■ **MATERIAL FOR THE TASK**:
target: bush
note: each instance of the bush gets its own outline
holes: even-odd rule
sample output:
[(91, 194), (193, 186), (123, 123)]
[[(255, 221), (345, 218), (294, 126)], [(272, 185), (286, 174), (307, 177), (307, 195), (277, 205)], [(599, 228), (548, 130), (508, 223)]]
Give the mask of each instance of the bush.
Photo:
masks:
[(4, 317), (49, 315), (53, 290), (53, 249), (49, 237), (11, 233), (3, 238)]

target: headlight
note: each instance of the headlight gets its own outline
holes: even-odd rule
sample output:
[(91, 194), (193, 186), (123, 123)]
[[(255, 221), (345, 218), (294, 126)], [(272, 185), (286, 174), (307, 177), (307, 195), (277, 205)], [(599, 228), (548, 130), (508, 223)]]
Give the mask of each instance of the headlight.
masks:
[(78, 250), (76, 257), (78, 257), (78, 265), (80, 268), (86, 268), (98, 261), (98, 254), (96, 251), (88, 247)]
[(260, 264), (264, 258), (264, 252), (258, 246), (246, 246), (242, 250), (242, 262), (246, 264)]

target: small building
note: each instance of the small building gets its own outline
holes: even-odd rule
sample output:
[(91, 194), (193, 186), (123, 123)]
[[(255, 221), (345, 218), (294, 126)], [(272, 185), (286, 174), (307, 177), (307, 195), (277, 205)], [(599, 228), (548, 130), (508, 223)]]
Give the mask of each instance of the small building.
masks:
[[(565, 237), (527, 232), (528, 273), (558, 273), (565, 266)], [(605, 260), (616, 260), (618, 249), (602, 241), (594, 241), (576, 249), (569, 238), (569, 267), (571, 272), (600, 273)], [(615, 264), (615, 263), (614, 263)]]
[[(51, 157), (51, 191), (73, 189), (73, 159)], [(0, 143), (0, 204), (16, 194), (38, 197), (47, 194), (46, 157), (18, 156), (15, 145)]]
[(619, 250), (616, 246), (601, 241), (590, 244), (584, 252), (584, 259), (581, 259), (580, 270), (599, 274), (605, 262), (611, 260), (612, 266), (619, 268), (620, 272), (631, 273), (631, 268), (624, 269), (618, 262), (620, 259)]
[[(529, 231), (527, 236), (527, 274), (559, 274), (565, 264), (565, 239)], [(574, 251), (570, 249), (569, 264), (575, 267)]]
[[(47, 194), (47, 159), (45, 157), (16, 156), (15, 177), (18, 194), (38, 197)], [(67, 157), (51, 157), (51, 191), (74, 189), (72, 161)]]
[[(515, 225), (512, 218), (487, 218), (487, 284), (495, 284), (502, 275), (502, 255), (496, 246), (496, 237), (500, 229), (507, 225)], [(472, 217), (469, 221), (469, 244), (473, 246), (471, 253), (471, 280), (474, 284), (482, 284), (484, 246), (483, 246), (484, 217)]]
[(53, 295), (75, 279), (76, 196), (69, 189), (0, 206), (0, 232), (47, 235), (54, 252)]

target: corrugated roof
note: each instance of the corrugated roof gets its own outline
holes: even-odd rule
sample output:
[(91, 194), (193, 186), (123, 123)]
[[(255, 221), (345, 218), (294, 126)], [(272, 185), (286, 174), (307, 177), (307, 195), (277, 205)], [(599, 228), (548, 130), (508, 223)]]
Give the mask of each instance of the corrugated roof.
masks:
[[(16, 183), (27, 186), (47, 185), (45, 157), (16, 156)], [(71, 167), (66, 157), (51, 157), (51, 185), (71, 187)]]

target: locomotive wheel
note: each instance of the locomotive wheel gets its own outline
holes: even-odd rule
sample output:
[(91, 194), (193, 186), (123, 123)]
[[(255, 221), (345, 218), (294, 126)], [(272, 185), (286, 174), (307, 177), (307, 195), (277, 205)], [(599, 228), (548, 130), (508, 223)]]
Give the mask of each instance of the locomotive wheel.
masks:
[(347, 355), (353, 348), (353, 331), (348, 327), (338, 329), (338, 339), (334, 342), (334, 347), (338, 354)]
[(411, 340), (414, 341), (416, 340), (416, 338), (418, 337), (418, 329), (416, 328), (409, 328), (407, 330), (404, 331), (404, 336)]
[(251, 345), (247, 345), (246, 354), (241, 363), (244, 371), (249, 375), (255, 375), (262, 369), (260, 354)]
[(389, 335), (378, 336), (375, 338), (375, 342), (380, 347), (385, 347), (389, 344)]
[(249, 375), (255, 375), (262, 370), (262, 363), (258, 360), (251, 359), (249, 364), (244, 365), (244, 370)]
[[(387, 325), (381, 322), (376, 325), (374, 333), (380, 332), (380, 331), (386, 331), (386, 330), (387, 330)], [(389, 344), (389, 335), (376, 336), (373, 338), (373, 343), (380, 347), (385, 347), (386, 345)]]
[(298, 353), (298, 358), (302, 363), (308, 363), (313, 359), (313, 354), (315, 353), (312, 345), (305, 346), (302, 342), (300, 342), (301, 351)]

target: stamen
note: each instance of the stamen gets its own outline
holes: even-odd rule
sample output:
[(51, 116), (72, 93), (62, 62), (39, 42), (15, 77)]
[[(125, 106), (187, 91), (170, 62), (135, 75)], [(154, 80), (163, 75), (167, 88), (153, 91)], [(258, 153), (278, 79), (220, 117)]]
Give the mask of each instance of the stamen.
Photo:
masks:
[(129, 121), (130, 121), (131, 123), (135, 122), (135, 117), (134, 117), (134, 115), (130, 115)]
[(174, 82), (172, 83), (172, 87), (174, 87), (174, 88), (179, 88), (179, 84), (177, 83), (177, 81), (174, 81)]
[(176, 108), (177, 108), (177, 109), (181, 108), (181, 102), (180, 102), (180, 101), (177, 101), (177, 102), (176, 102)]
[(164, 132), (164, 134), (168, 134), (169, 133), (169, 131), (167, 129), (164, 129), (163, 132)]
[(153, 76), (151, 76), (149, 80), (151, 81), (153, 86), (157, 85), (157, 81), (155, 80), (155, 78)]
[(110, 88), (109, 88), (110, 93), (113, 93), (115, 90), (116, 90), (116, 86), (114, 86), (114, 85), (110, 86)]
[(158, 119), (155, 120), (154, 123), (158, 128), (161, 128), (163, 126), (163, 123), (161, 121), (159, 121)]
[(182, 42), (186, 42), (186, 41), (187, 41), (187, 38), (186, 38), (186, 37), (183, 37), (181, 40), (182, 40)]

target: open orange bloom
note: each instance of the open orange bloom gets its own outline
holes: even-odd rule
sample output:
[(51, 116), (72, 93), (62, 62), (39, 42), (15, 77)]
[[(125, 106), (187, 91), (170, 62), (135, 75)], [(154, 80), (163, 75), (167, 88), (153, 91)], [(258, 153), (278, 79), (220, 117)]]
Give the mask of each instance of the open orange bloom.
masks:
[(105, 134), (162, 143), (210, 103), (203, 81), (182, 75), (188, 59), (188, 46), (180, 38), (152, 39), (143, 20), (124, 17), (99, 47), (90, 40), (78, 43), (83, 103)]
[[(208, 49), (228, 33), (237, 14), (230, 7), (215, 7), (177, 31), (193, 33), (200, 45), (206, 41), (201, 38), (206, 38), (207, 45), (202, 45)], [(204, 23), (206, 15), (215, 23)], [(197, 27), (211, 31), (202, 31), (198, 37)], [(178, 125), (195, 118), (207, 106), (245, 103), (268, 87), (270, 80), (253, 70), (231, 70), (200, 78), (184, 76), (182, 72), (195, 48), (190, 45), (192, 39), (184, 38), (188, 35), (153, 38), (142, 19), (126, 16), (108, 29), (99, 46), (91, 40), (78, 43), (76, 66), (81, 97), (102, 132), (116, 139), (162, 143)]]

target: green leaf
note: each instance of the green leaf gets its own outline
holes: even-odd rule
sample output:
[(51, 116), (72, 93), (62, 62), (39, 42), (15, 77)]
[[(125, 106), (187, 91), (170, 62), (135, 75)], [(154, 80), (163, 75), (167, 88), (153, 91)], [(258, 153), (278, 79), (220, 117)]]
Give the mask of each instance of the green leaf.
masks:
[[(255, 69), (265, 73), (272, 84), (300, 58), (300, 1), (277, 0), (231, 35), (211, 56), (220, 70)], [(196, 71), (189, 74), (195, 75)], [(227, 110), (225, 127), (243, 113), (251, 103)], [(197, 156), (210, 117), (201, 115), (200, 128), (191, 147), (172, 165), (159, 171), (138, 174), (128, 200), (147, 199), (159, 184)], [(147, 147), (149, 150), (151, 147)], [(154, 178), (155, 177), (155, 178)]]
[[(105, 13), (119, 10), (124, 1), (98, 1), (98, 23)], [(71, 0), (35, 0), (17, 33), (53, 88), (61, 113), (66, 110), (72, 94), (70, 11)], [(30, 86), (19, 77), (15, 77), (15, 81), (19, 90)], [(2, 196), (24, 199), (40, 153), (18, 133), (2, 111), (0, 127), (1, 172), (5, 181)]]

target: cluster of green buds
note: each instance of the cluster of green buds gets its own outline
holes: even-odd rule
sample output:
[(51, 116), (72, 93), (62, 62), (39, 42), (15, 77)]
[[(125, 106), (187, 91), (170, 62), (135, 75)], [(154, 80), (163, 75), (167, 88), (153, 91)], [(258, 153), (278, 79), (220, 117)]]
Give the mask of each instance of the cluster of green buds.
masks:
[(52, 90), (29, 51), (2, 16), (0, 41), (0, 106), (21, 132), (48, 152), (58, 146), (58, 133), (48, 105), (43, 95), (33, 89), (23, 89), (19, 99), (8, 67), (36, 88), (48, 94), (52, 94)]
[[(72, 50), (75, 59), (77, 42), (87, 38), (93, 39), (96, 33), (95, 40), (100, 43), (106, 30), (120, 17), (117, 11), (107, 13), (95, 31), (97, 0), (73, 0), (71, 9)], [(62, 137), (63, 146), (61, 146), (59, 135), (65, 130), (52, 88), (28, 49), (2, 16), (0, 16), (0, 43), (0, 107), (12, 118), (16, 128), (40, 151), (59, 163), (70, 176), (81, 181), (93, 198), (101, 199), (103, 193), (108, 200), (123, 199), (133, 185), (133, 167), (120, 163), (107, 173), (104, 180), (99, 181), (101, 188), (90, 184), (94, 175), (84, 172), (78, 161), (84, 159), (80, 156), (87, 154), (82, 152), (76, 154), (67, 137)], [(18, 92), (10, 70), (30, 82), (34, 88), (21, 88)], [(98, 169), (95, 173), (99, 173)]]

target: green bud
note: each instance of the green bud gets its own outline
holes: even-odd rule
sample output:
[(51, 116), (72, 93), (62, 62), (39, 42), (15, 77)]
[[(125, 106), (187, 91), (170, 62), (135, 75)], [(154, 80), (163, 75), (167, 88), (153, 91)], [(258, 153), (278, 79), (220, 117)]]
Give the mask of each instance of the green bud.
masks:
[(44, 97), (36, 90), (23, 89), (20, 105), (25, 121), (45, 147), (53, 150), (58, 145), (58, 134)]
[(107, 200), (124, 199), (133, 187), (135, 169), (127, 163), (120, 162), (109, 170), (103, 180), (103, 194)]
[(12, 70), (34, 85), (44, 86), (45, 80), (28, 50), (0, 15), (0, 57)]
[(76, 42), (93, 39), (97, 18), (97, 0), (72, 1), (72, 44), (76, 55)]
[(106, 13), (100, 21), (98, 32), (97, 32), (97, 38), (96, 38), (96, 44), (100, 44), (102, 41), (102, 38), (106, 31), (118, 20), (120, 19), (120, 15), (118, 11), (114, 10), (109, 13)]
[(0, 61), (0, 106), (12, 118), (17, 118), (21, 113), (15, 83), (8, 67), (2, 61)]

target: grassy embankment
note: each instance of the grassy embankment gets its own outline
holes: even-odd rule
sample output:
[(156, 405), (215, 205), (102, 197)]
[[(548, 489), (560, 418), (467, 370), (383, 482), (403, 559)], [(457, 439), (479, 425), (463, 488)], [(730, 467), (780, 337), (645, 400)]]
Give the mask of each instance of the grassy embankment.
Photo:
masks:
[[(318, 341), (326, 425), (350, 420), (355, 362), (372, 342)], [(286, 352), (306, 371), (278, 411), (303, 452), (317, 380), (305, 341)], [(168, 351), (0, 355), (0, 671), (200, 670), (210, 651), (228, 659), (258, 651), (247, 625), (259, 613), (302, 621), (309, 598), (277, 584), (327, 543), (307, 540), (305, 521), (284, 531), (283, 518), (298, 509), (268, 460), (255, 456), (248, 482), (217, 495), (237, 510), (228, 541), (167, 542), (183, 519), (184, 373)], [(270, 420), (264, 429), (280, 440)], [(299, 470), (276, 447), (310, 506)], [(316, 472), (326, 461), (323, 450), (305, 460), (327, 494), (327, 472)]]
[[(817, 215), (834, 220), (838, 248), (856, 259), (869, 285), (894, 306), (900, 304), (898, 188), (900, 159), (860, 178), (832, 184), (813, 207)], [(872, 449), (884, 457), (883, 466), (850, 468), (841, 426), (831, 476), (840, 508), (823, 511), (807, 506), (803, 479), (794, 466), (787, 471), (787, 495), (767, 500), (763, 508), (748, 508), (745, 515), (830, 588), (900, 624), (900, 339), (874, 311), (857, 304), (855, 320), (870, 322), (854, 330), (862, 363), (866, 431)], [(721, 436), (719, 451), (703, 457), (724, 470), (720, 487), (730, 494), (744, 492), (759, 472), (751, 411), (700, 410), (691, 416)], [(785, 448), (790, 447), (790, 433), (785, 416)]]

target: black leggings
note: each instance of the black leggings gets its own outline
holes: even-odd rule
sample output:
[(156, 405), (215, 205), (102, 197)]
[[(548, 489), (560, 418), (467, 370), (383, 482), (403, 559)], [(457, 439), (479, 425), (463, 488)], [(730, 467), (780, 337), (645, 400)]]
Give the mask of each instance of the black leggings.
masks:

■ **DIRECTIONS FOR THIS TASK**:
The lines you return should be those above that contain the word "grassy", every one of them.

■ **EXERCISE RESULT**:
target: grassy embankment
note: each instance of the grassy embankment gets its own outline
Give the mask of each instance of the grassy embankment.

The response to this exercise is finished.